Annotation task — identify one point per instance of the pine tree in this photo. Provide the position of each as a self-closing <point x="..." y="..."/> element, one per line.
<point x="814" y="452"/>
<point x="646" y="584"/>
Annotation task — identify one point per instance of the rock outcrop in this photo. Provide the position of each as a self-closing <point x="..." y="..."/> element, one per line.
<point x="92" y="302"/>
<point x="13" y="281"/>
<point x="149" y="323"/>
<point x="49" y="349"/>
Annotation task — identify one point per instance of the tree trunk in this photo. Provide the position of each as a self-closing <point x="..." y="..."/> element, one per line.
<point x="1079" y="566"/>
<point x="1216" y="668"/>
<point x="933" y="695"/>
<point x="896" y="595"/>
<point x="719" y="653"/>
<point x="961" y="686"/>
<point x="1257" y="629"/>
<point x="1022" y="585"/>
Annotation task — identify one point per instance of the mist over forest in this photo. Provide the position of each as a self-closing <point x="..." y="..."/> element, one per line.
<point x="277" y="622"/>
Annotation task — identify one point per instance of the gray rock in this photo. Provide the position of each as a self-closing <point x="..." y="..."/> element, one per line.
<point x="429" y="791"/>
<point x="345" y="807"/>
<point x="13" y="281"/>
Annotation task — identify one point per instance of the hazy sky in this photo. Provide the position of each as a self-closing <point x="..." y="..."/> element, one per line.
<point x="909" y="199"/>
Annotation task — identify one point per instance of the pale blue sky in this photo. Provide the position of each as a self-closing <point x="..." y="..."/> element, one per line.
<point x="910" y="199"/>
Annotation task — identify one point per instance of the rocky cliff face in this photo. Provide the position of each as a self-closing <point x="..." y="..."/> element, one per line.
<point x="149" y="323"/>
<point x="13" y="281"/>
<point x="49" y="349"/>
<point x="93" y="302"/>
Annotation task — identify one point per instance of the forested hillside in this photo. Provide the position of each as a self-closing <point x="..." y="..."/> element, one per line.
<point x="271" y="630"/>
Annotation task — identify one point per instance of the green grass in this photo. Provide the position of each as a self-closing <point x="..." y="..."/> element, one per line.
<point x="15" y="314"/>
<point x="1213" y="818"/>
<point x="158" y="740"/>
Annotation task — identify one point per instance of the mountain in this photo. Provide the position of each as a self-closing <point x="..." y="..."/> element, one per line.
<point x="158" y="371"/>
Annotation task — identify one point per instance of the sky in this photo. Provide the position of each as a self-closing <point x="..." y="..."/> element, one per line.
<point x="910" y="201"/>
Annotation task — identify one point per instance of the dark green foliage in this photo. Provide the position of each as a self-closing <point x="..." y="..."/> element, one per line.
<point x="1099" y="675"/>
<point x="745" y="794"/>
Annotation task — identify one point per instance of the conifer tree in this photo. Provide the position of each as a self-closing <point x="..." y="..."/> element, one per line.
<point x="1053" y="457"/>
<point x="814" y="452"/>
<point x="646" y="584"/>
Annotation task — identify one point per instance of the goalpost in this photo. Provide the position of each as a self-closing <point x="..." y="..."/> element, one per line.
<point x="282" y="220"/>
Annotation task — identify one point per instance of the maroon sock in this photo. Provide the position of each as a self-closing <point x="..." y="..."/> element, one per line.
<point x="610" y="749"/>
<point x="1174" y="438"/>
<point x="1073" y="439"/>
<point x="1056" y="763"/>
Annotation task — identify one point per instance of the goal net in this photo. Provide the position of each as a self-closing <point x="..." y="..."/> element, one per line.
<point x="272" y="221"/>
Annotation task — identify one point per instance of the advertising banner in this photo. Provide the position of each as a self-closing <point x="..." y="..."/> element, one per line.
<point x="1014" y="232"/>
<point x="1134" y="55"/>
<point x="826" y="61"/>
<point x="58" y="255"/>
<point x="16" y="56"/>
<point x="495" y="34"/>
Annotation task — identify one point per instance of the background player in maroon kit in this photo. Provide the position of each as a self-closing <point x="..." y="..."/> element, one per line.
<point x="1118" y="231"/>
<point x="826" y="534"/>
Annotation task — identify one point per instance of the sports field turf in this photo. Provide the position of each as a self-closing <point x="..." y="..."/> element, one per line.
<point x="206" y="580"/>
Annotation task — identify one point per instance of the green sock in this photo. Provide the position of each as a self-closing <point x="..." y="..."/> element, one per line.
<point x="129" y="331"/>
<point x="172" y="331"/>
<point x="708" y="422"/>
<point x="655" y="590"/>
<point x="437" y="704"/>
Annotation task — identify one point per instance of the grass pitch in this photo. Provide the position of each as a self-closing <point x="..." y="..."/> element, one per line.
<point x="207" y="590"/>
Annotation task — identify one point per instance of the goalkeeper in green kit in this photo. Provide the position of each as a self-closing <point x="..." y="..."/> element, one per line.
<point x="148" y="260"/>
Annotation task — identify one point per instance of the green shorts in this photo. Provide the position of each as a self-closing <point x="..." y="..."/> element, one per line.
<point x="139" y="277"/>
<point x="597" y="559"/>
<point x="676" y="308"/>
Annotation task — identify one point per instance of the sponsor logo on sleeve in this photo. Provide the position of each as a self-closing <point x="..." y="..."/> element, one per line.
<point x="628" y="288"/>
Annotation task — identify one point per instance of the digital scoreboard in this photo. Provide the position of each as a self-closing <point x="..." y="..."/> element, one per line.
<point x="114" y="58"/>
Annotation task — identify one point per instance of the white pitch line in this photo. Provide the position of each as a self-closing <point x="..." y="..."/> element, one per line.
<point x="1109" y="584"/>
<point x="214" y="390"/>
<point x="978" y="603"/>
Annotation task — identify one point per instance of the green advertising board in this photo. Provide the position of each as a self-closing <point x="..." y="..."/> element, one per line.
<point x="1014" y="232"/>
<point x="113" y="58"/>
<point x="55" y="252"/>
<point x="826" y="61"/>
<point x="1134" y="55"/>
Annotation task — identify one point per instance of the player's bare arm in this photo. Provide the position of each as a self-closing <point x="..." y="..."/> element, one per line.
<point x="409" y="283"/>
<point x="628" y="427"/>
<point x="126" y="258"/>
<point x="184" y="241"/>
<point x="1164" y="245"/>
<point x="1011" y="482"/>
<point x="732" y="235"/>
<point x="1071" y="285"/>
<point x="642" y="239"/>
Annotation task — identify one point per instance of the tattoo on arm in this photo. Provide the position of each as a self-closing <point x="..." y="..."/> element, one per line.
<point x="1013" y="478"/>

++++

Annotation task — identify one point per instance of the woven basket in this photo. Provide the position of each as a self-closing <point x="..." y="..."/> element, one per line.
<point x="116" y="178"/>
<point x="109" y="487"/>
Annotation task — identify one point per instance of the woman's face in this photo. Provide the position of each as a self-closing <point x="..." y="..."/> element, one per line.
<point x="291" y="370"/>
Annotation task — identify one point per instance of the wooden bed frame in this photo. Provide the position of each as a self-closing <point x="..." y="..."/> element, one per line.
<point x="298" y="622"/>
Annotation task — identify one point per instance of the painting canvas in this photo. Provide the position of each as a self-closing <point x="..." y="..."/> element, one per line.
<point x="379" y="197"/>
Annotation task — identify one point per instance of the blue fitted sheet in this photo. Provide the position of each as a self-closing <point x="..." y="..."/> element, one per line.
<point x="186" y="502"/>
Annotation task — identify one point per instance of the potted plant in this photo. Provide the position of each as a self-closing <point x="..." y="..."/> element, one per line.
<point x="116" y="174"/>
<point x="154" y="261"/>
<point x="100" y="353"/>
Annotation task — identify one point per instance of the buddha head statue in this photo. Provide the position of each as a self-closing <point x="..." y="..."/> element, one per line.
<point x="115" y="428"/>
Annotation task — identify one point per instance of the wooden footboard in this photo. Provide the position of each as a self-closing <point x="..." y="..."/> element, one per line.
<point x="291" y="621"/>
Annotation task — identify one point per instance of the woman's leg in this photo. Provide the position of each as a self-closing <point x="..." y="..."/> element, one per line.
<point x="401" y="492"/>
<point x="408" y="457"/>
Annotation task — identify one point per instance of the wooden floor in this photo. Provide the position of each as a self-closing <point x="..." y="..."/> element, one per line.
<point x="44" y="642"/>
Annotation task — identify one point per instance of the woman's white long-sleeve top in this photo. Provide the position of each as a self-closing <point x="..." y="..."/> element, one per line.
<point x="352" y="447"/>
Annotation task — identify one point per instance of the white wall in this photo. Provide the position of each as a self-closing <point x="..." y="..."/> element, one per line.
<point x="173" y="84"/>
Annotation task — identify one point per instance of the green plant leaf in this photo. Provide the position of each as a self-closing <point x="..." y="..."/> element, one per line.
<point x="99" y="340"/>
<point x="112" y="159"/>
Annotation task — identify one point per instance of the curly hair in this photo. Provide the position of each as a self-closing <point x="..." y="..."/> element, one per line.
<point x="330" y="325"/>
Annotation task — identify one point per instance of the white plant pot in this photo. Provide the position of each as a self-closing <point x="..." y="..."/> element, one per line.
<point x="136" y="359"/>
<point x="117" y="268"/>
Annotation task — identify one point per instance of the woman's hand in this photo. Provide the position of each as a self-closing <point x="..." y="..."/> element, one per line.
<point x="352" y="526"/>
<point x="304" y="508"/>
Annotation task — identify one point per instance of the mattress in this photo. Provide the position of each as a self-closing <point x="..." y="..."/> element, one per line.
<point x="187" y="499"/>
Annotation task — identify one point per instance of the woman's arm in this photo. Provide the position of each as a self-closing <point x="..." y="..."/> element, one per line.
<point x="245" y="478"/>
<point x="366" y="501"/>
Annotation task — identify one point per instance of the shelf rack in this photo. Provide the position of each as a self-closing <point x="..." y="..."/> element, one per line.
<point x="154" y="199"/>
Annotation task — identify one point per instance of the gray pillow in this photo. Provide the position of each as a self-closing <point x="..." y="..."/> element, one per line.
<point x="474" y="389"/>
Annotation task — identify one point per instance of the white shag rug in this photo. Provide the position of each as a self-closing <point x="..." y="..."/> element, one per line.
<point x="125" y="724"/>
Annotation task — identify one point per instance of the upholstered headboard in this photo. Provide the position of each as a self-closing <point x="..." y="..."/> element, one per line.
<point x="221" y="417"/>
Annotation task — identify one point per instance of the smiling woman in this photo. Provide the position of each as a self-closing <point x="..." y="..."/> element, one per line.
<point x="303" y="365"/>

++++

**What the exercise asks**. Pull out each line above that contains the word "tattoo" and copy it in full.

**Full response**.
Annotation task — identify one point per instance of the tattoo on arm in this photo. Provide the position of each as a self-closing <point x="..." y="..."/> element, one per line.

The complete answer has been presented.